Data listing >>
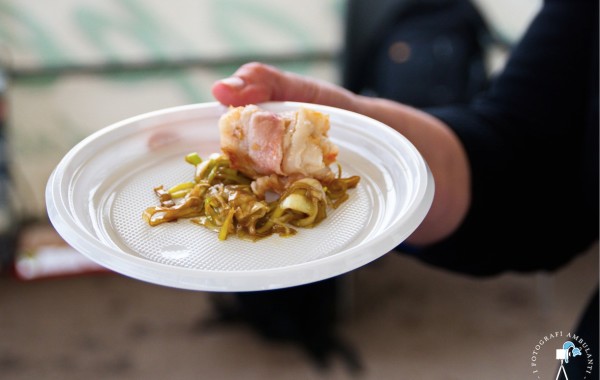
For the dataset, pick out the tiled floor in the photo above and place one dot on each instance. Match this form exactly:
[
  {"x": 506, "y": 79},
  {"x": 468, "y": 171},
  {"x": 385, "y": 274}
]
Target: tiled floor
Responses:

Request >>
Please reproduce the rows above word for word, omitting the pictures.

Exercise output >>
For the dataset, pick out the tiled floor in the photo above and place one dot on each instance. Match this form exactly:
[
  {"x": 506, "y": 79},
  {"x": 468, "y": 171},
  {"x": 385, "y": 274}
]
Target: tiled floor
Responses:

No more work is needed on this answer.